Your objective: Using the records that follow, copy every line containing the word "surface".

Stored data entries:
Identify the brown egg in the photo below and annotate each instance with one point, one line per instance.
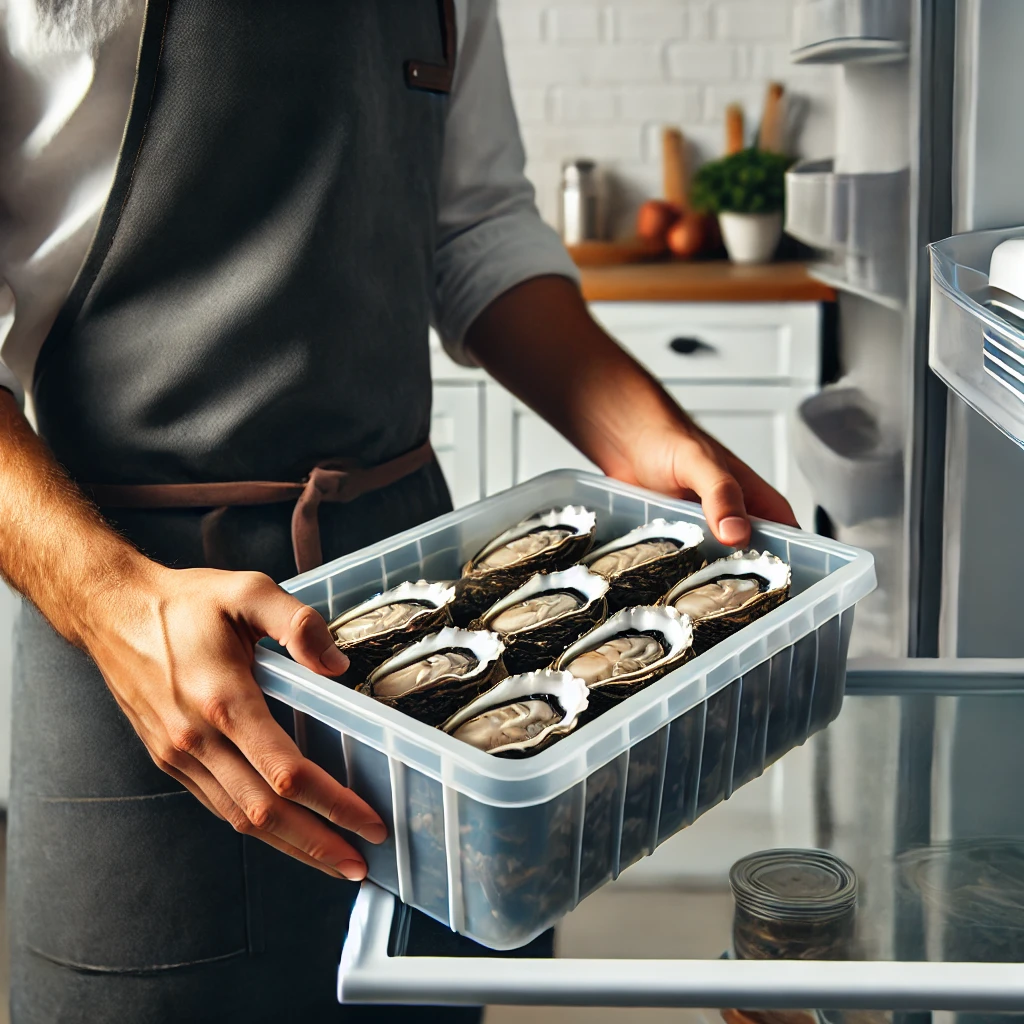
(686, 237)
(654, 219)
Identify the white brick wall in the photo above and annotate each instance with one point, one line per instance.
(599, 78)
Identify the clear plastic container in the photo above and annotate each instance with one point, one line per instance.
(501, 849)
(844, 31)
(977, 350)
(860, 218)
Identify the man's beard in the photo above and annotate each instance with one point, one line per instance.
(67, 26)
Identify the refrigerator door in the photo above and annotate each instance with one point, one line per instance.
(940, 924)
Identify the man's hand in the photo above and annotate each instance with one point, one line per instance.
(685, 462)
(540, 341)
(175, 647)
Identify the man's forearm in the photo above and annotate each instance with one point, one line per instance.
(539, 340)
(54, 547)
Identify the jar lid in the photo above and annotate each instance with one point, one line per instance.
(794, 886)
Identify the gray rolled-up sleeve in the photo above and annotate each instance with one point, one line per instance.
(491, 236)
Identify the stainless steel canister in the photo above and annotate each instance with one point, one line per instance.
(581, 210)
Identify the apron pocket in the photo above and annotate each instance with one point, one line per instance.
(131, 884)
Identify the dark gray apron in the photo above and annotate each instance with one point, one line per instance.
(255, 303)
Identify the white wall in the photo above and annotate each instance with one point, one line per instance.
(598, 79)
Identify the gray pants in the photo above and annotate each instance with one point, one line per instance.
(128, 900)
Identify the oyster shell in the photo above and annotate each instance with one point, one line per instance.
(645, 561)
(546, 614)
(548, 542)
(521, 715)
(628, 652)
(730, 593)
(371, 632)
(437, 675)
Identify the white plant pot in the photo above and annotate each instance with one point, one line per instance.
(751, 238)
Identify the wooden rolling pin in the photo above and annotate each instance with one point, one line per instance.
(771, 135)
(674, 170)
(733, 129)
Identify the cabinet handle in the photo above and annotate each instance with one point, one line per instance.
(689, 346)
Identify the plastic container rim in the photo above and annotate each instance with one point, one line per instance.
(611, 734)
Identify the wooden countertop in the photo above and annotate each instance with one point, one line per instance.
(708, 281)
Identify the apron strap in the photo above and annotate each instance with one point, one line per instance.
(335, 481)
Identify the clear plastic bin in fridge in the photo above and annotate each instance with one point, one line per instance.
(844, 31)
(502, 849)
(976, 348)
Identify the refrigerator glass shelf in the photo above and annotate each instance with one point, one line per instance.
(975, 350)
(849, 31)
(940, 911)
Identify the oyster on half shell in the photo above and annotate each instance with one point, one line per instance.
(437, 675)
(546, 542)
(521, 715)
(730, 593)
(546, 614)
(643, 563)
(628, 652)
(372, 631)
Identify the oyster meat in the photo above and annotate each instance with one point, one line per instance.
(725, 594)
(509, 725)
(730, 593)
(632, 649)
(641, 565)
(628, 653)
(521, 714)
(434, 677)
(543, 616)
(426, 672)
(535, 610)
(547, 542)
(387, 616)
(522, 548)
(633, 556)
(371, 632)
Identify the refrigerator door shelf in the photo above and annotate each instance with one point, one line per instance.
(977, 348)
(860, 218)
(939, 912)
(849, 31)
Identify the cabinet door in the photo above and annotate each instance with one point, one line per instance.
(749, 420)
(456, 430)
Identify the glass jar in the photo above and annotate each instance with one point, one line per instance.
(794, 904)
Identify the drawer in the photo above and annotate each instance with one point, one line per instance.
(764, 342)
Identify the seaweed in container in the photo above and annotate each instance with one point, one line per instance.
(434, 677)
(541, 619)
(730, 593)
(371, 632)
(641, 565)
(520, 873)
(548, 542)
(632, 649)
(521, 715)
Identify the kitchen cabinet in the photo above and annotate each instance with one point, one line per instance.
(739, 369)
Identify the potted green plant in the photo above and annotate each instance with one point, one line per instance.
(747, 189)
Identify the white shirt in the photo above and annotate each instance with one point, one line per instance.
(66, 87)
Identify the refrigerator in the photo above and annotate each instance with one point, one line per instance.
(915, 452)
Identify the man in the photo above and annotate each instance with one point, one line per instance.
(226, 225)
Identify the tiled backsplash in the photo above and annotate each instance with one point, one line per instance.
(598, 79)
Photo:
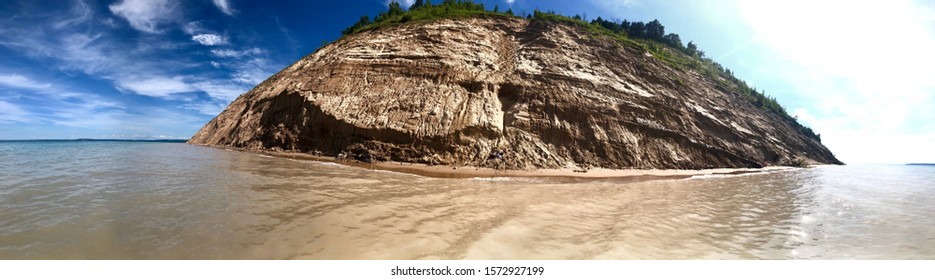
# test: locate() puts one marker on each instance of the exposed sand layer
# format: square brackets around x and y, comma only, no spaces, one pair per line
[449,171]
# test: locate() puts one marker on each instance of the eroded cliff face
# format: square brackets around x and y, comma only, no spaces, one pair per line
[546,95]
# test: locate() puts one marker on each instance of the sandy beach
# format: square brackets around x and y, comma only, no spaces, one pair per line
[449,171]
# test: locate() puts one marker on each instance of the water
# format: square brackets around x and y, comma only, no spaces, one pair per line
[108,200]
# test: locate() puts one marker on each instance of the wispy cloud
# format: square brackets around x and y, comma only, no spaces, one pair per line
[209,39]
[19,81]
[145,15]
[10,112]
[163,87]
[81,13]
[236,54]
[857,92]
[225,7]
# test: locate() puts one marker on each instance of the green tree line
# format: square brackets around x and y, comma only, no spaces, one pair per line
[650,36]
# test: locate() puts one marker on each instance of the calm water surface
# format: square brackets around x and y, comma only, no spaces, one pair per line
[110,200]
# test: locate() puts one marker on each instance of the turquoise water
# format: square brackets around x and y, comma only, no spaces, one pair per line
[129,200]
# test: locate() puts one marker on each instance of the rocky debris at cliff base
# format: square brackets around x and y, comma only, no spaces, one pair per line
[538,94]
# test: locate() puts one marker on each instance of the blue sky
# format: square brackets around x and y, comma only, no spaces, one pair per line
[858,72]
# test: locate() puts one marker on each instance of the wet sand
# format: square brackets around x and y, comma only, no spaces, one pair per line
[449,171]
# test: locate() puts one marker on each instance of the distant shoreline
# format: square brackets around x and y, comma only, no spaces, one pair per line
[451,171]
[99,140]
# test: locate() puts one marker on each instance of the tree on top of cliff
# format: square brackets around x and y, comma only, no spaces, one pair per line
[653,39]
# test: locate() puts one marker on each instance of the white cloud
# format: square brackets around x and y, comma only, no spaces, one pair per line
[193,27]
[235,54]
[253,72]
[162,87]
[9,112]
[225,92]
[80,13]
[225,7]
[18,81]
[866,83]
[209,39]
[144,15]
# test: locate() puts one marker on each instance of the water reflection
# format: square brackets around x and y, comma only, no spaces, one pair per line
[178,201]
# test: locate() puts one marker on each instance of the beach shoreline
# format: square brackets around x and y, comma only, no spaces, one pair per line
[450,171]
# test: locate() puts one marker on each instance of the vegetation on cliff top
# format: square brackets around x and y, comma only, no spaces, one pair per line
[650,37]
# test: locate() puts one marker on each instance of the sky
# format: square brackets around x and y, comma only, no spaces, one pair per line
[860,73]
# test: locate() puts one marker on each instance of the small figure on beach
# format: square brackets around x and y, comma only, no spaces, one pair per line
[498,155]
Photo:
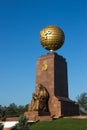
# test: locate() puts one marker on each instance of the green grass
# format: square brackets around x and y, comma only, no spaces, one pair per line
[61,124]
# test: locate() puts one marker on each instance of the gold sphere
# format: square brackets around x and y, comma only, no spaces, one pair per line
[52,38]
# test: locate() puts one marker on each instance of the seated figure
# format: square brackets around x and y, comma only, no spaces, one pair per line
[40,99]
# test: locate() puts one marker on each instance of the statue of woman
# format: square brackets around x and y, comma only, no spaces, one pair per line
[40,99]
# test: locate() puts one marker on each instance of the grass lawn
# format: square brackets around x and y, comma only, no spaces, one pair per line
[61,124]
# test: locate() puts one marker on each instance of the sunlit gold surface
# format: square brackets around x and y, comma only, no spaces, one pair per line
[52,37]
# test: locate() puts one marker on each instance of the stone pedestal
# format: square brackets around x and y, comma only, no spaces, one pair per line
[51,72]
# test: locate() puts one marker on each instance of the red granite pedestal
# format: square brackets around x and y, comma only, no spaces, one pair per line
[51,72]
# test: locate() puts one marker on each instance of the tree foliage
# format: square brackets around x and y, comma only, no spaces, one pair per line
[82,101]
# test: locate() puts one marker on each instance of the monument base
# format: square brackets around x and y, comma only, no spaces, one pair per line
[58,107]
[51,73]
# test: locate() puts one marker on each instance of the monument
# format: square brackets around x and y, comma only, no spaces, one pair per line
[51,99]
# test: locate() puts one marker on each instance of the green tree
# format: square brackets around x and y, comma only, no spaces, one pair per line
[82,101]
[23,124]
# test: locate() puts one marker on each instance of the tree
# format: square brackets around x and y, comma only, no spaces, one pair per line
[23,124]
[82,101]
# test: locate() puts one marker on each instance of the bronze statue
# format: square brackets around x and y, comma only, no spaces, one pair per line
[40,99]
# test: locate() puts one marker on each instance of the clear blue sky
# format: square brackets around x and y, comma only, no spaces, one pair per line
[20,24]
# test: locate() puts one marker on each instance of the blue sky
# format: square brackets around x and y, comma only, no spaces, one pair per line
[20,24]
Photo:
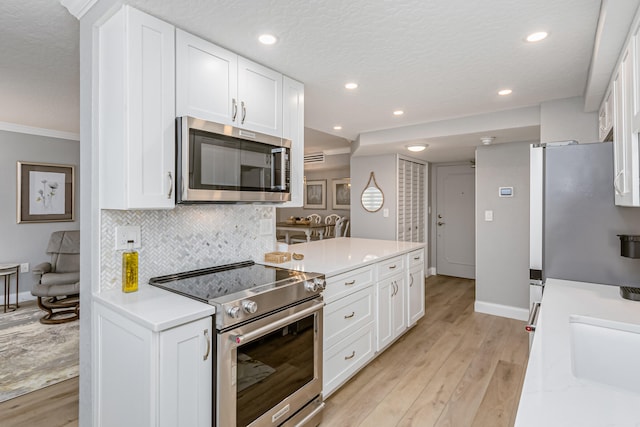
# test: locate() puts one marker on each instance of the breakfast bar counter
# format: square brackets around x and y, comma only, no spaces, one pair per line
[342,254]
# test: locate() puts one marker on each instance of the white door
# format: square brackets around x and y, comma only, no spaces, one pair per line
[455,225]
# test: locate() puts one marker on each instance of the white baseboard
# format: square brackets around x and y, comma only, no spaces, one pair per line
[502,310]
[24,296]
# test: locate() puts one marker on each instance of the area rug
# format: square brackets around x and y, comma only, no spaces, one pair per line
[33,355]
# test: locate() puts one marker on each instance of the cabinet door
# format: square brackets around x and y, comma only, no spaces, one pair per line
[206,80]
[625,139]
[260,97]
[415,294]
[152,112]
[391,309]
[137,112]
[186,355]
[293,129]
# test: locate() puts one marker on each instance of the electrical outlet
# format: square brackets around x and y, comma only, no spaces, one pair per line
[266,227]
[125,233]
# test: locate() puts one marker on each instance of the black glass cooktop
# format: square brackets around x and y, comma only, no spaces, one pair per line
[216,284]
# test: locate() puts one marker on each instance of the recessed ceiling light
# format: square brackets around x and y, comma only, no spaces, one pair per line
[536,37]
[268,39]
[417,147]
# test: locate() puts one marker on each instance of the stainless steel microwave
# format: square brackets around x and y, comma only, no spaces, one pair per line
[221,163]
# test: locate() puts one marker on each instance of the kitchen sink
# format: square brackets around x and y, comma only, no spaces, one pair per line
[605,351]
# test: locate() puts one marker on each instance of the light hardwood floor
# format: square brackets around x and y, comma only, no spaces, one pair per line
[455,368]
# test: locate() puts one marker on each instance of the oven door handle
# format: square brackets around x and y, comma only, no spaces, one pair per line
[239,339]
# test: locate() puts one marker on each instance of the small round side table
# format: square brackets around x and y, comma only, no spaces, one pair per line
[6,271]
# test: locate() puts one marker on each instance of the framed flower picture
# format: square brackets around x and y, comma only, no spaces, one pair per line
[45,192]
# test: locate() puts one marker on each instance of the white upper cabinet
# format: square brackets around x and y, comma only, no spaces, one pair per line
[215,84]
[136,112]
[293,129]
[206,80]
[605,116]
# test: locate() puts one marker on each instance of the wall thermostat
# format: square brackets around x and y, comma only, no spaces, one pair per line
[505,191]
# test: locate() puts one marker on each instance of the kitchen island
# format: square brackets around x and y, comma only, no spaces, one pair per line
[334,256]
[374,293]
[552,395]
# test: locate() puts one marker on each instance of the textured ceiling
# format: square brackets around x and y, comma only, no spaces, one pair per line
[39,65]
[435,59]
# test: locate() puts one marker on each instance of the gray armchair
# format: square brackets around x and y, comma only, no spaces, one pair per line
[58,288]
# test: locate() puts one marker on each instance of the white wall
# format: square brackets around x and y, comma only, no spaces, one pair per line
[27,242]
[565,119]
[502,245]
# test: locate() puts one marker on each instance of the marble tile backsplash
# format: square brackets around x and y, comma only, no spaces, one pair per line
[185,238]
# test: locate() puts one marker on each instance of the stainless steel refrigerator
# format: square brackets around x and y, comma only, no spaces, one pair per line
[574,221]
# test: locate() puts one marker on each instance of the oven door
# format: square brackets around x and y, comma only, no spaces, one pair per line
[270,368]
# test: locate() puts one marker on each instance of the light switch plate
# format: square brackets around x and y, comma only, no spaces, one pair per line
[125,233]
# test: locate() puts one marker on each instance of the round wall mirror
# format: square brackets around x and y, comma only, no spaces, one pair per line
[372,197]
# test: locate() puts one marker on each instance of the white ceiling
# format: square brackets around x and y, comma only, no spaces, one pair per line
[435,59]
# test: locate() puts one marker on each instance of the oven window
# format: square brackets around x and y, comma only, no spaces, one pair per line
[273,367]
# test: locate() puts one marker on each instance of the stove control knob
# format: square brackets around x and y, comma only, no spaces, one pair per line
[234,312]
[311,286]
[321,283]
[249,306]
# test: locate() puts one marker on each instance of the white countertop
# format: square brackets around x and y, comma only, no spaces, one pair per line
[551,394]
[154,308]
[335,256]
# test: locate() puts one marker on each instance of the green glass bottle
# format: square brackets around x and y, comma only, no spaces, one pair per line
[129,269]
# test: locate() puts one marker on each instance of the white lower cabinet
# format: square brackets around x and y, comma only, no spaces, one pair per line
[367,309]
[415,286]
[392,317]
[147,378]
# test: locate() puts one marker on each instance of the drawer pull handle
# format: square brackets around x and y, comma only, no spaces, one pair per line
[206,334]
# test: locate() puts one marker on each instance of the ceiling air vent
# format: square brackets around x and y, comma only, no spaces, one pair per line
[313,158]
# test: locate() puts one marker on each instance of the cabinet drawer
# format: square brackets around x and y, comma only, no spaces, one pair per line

Response to this exercise:
# test: locate() puts one marker on each instance of the calm water surface
# test: locate() puts one marker on each instance of the sunlit gold surface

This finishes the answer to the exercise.